# START OF STORED RECORDS
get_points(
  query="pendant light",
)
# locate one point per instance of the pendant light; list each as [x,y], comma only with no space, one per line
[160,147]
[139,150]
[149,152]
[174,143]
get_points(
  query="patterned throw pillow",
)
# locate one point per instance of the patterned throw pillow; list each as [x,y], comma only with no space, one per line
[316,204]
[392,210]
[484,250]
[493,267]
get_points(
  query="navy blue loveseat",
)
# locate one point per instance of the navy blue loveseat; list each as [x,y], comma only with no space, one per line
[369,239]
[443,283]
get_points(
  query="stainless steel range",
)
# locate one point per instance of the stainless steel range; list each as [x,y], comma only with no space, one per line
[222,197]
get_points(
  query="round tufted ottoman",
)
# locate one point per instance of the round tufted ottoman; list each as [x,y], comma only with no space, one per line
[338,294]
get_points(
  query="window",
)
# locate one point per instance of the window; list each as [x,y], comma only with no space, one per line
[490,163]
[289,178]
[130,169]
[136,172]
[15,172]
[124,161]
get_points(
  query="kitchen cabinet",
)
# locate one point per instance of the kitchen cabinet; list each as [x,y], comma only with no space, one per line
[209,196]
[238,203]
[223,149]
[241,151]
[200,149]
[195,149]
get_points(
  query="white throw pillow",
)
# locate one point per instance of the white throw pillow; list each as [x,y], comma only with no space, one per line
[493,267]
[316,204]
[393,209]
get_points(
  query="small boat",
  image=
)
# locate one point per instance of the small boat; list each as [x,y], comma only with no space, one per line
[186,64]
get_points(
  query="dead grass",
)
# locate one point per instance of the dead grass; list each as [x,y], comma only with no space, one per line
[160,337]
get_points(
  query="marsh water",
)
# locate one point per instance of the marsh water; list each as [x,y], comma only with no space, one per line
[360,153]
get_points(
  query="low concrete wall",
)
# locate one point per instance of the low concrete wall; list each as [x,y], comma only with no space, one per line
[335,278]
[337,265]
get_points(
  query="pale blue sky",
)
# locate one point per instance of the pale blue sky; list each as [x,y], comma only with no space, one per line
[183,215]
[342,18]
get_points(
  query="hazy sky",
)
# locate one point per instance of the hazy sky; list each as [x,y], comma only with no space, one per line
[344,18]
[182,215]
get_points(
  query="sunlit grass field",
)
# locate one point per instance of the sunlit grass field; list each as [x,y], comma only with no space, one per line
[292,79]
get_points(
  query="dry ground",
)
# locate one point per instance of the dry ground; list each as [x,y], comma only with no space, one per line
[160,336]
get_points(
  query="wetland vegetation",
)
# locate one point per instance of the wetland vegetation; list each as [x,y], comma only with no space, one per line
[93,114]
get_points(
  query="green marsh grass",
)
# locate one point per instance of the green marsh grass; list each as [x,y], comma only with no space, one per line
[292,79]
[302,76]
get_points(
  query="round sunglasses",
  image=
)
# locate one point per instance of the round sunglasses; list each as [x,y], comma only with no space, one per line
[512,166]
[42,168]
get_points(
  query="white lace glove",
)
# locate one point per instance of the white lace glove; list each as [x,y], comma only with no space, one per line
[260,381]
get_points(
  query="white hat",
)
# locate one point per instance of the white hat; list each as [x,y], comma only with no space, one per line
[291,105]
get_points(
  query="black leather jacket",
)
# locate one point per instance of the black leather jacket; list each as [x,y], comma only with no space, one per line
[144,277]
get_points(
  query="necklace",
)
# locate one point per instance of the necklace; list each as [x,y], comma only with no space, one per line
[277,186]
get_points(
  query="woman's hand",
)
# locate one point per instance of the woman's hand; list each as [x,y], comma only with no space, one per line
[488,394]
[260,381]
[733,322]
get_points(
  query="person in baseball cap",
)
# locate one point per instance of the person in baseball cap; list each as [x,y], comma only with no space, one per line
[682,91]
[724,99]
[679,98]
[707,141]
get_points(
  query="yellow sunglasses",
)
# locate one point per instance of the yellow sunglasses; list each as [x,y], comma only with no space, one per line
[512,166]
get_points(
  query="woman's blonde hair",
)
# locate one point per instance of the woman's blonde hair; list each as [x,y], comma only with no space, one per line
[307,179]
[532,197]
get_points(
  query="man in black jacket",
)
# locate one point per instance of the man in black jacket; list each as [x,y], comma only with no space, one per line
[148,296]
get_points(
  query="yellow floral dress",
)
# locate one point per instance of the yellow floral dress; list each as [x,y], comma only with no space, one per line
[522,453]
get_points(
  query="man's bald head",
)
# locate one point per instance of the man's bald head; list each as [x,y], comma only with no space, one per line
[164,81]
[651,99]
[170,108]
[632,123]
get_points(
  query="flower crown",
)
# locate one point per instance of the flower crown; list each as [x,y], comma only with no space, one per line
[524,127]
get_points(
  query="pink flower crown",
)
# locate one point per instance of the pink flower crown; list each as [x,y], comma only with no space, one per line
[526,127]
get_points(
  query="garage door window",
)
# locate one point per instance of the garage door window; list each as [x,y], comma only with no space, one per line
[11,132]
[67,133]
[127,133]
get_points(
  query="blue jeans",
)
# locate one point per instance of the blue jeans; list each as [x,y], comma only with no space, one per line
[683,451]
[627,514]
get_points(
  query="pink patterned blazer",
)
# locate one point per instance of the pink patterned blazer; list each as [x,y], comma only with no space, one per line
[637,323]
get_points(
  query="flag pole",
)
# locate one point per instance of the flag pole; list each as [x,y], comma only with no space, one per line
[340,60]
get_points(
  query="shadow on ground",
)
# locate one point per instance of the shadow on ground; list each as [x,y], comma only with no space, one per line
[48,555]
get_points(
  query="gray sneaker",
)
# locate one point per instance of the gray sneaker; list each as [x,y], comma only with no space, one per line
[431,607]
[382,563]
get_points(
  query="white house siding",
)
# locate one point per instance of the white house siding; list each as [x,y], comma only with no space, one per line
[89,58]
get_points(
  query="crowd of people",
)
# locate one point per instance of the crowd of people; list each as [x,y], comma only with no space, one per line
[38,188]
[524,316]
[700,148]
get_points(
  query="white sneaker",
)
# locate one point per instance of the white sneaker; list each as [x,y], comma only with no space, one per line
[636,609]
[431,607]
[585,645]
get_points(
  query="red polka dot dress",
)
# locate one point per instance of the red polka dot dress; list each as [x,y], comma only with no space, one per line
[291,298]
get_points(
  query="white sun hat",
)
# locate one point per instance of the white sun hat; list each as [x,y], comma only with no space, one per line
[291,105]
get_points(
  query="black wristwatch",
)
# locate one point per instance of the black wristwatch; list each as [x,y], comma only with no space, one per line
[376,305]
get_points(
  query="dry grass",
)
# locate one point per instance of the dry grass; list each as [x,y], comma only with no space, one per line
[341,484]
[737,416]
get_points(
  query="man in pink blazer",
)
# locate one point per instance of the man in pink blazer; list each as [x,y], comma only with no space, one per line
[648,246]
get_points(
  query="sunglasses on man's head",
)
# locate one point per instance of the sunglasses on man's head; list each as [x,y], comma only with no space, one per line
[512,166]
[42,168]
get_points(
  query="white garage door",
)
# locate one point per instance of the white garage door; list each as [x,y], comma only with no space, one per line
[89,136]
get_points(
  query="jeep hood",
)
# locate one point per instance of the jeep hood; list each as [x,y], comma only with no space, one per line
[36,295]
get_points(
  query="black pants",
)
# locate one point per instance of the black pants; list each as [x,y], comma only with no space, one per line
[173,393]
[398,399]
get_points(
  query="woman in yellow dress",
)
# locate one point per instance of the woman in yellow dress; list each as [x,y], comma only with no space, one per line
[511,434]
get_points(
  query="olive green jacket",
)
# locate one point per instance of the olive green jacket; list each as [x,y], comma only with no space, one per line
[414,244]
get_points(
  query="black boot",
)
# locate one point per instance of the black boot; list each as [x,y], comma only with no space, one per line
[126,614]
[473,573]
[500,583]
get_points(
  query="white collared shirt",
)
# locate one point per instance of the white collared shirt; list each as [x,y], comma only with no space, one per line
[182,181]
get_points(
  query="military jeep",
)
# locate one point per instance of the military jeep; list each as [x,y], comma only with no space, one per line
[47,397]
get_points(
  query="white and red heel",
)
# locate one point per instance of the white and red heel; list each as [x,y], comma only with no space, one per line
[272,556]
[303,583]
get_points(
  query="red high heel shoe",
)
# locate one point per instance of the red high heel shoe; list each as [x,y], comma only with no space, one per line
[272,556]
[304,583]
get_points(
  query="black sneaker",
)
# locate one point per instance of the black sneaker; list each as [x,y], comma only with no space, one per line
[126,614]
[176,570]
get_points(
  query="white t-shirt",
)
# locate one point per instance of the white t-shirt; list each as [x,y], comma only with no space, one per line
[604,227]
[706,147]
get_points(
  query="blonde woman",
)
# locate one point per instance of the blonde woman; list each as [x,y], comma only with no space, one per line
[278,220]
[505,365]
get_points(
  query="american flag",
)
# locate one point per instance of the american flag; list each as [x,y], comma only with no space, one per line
# END OF STORED RECORDS
Return every line of the material above that contains the string "hand", matching case exactly.

  query="woman's hand",
# locate one point per instance of the woman's hand; list each as [x,y], comma only with no space, one per line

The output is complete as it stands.